WHAT IS REQUIRED:
Reproduce every one of the records below word for word, omitting the pictures from your answer.

STORED ROWS:
******************************
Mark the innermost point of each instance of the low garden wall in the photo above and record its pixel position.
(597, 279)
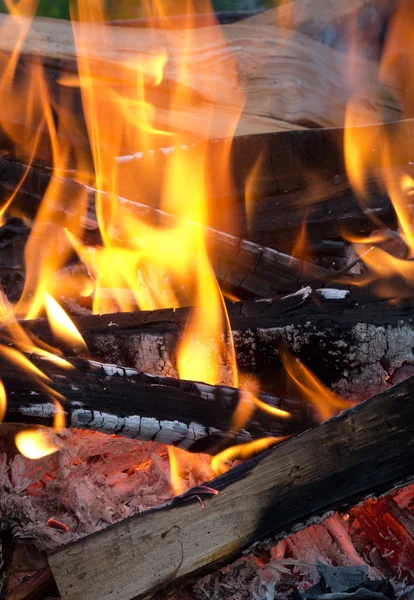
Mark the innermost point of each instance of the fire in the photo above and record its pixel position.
(249, 402)
(242, 452)
(184, 467)
(375, 150)
(326, 403)
(61, 324)
(3, 401)
(35, 444)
******************************
EXERCISE SOLUTION:
Mark the innermost point of each instance of the low garden wall in the photo above and record its pixel position.
(597, 279)
Mark the innermost point of each instance of the fire in the photo above and record its pixel position.
(249, 402)
(242, 452)
(184, 467)
(375, 150)
(326, 403)
(61, 324)
(3, 401)
(35, 444)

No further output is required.